═════ RECORDS TO PROCESS ═════

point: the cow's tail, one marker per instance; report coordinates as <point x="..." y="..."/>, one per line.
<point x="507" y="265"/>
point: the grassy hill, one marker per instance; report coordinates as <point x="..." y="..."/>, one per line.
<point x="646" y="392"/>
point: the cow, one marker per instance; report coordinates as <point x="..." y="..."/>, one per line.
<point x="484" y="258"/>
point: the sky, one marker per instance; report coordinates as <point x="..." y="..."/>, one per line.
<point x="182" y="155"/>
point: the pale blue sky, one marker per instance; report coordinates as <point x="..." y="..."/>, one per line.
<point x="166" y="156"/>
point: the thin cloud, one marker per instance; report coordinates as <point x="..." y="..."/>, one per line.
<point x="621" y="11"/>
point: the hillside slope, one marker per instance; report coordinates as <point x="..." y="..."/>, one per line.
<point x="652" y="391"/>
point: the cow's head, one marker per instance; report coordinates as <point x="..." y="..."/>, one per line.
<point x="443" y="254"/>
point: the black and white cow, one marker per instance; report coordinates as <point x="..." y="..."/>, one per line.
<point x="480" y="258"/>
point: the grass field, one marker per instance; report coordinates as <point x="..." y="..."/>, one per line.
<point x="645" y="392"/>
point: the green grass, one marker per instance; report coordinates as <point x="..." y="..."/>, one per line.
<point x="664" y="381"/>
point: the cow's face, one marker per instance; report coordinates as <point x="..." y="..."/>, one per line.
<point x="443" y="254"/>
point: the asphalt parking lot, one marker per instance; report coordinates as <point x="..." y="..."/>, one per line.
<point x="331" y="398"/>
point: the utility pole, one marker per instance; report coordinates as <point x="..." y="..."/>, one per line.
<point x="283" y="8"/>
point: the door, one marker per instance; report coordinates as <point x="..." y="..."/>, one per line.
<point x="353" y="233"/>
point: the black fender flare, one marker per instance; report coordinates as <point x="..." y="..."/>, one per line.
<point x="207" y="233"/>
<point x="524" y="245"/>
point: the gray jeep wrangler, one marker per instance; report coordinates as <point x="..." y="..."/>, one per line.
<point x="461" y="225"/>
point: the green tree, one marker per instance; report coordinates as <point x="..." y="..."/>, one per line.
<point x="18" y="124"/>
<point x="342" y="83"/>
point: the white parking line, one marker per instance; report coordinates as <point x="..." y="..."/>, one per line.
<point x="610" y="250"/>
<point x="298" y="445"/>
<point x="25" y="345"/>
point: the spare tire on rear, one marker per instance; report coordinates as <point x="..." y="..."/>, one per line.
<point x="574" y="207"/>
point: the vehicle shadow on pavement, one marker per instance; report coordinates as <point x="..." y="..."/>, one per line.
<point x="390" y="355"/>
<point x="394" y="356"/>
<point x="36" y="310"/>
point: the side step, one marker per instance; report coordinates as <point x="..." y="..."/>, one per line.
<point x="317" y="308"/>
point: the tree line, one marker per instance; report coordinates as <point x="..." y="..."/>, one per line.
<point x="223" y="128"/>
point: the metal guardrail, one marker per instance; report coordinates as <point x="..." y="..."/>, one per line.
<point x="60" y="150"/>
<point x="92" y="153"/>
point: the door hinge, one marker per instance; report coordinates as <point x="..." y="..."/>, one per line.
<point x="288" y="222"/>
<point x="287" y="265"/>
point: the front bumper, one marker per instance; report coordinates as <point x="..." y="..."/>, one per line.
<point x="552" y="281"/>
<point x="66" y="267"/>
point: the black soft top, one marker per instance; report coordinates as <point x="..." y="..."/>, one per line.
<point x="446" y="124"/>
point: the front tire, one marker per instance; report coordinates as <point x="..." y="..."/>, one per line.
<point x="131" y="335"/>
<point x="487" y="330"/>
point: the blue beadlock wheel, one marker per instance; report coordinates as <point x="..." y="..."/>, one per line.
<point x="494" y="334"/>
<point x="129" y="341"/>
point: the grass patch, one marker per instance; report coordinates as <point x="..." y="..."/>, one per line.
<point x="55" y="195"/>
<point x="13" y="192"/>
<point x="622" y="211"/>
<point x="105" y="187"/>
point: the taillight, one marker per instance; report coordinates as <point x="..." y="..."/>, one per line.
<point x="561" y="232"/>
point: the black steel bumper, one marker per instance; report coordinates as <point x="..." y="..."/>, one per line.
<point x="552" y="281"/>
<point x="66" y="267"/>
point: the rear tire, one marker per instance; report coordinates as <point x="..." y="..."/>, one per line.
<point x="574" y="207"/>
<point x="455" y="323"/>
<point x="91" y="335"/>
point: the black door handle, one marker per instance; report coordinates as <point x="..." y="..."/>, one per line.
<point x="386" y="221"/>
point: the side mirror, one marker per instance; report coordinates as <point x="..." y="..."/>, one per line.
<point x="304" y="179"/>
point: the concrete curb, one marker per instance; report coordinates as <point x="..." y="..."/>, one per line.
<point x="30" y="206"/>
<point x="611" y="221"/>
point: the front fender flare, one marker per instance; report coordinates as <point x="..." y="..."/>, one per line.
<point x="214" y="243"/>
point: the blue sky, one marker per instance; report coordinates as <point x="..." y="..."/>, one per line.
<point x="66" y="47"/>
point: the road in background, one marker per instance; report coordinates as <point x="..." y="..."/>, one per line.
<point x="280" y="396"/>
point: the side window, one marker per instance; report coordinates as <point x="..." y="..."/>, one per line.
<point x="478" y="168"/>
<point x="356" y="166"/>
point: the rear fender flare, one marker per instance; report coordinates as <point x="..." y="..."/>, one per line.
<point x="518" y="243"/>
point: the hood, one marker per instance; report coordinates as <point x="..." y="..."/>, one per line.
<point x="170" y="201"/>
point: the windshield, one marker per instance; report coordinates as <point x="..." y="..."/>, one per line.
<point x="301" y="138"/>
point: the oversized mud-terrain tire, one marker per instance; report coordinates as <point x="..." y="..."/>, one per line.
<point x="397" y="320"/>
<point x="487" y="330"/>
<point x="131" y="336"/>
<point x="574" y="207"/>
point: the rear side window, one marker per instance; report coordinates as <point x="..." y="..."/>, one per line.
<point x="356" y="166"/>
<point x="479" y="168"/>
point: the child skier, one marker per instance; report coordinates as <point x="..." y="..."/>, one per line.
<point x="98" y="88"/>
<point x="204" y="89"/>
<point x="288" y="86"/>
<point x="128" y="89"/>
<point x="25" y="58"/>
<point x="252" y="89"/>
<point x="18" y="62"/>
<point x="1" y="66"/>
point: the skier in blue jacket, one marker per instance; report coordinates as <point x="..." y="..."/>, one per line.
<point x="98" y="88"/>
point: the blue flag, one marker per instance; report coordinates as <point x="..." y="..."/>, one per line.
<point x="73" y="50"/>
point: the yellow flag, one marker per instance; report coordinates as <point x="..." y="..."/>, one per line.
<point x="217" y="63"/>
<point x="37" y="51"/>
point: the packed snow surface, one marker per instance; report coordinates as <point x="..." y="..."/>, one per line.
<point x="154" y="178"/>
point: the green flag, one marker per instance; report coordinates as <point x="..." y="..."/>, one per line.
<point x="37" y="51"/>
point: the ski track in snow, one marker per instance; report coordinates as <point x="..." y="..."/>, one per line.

═════

- [EXERCISE]: Every record needs to be reproduced exactly, with none skipped.

- [OUTPUT FOR THIS EXERCISE]:
point: the cow's tail, one marker per instance; report coordinates as <point x="..." y="..."/>, one per line.
<point x="507" y="265"/>
point: the grassy hill, one marker per instance; report coordinates as <point x="..." y="..."/>, one per line.
<point x="646" y="392"/>
point: the cow, one marker per instance; report coordinates as <point x="..." y="..."/>, one per line.
<point x="484" y="258"/>
point: the sky, one marker per instance; report coordinates as <point x="..." y="..."/>, one per line.
<point x="182" y="155"/>
point: the pale blue sky, one marker per instance; report coordinates as <point x="..." y="..."/>, one per line.
<point x="166" y="156"/>
point: the thin cloud, one marker per instance; report coordinates as <point x="..." y="..."/>, one per line.
<point x="621" y="11"/>
point: the hillside slope, one marker per instance; report coordinates as <point x="..." y="..."/>, one per line.
<point x="652" y="391"/>
point: the cow's head, one marker per instance; report coordinates as <point x="..." y="..."/>, one per line.
<point x="443" y="254"/>
point: the black and white cow, one marker per instance; report coordinates as <point x="..." y="..."/>, one per line.
<point x="480" y="258"/>
point: the grass field, one marker per instance; report coordinates as <point x="..." y="..."/>, one per line.
<point x="645" y="392"/>
point: the green grass, one marker per instance; report coordinates as <point x="..." y="..."/>, one per line.
<point x="664" y="381"/>
point: the cow's face, one marker per instance; report coordinates as <point x="..." y="..."/>, one per line.
<point x="443" y="254"/>
point: the asphalt parking lot, one marker per instance; report coordinates as <point x="..." y="..."/>, one per line.
<point x="331" y="398"/>
point: the utility pole, one marker per instance; report coordinates as <point x="..." y="..."/>, one per line.
<point x="283" y="8"/>
point: the door, one marker per instance; report coordinates as <point x="..." y="..."/>, one per line.
<point x="353" y="233"/>
point: the black fender flare, one marker per instance; report coordinates as <point x="..." y="..."/>, one per line.
<point x="207" y="233"/>
<point x="524" y="245"/>
point: the gray jeep wrangler, one marker per instance; report coordinates as <point x="..." y="..."/>, one per line.
<point x="461" y="225"/>
point: the green tree, one marker per instance; report coordinates as <point x="..." y="..."/>, one per line.
<point x="18" y="124"/>
<point x="342" y="83"/>
point: the white parking line, one marker per instance; report coordinates as <point x="..." y="..."/>, one per line.
<point x="610" y="250"/>
<point x="298" y="445"/>
<point x="25" y="345"/>
point: the spare tire on rear, one marker per instance; report coordinates as <point x="..." y="..."/>, one per line.
<point x="574" y="207"/>
point: the vehicle shadow on pavement, one marker per instance; report coordinates as <point x="..." y="..."/>, one per line.
<point x="390" y="355"/>
<point x="394" y="356"/>
<point x="36" y="310"/>
point: the side step, one marker per instance; report coordinates as <point x="..." y="..."/>, one per line.
<point x="317" y="308"/>
point: the tree line, one marker per instance; report coordinates as <point x="..." y="..."/>, one per line.
<point x="223" y="128"/>
point: the metal guardrail, one marker per instance; report coordinates as <point x="..." y="..."/>, one per line.
<point x="60" y="150"/>
<point x="92" y="153"/>
point: the door hinge, one marker per instance; report coordinates as <point x="..." y="..."/>, one per line.
<point x="288" y="222"/>
<point x="287" y="265"/>
point: the front bumper, one marker per instance; report coordinates as <point x="..." y="..."/>, one per line.
<point x="552" y="281"/>
<point x="66" y="267"/>
point: the black soft top, one marker per instance; report coordinates as <point x="..." y="..."/>, one per line.
<point x="446" y="124"/>
point: the front tire, one marker per instance; report coordinates as <point x="..." y="..."/>, one per line.
<point x="131" y="335"/>
<point x="487" y="330"/>
point: the blue beadlock wheel, one marker per instance; report coordinates as <point x="..." y="..."/>, one per line.
<point x="494" y="334"/>
<point x="129" y="341"/>
point: the grass patch, one marker per instance; report coordinates as <point x="..." y="..."/>, one per line.
<point x="55" y="195"/>
<point x="13" y="192"/>
<point x="622" y="211"/>
<point x="105" y="187"/>
point: the taillight, one marker per instance; report coordinates as <point x="..." y="..."/>, one per line.
<point x="561" y="232"/>
point: the black steel bumper, one marker per instance; report coordinates as <point x="..." y="..."/>, one per line.
<point x="552" y="281"/>
<point x="66" y="267"/>
point: the rear tire, one marker per instance; report coordinates as <point x="..." y="..."/>, one per line.
<point x="574" y="207"/>
<point x="455" y="323"/>
<point x="91" y="335"/>
point: the black door handle, one marker per instance; report coordinates as <point x="..." y="..."/>, one per line.
<point x="386" y="221"/>
point: the side mirror, one marker per instance; report coordinates as <point x="..." y="..."/>, one per line.
<point x="304" y="179"/>
point: the concrete curb, one marker per instance; report coordinates as <point x="..." y="..."/>, one per line.
<point x="30" y="206"/>
<point x="611" y="221"/>
point: the front fender flare, one marker per instance; report coordinates as <point x="..." y="..."/>, one per line.
<point x="214" y="243"/>
point: the blue sky, one marker per instance; report coordinates as <point x="..." y="..."/>, one per line.
<point x="66" y="47"/>
point: the road in background, one marker per instance; report coordinates as <point x="..." y="..."/>, one per line.
<point x="280" y="396"/>
point: the side window, one marker per instance; report coordinates as <point x="..." y="..."/>, one per line.
<point x="478" y="168"/>
<point x="356" y="166"/>
point: the rear fender flare, one marker per instance; report coordinates as <point x="..." y="..."/>, one per line.
<point x="518" y="243"/>
point: the hood, one marker per instance; report coordinates as <point x="..." y="..."/>, one per line.
<point x="170" y="201"/>
point: the windshield, one marker per instance; report coordinates as <point x="..." y="..."/>, one per line.
<point x="301" y="138"/>
point: the oversized mud-terrain tire, one marker per instance; report coordinates as <point x="..." y="..."/>, one per line.
<point x="397" y="320"/>
<point x="487" y="330"/>
<point x="131" y="336"/>
<point x="574" y="207"/>
point: the rear side window, one marker per instance; report coordinates as <point x="..." y="..."/>, one per line.
<point x="356" y="166"/>
<point x="479" y="168"/>
point: the child skier, one marker per instance; report coordinates as <point x="..." y="..."/>, one per line.
<point x="98" y="88"/>
<point x="204" y="89"/>
<point x="288" y="86"/>
<point x="128" y="89"/>
<point x="25" y="58"/>
<point x="252" y="89"/>
<point x="18" y="62"/>
<point x="1" y="66"/>
point: the skier in blue jacket, one marker per instance; report coordinates as <point x="..." y="..."/>, one per line.
<point x="98" y="88"/>
point: the blue flag, one marker per instance; report coordinates as <point x="..." y="..."/>, one per line.
<point x="73" y="50"/>
point: the yellow flag, one marker per instance; report coordinates as <point x="..." y="..."/>, one per line.
<point x="217" y="63"/>
<point x="37" y="51"/>
point: the packed snow surface, one marker per instance; report coordinates as <point x="..." y="..."/>, one per line.
<point x="154" y="178"/>
point: the green flag, one marker per instance; report coordinates as <point x="..." y="..."/>, one per line.
<point x="37" y="51"/>
point: the ski track in snow, one marker per instance; report coordinates as <point x="..." y="..."/>, one per line.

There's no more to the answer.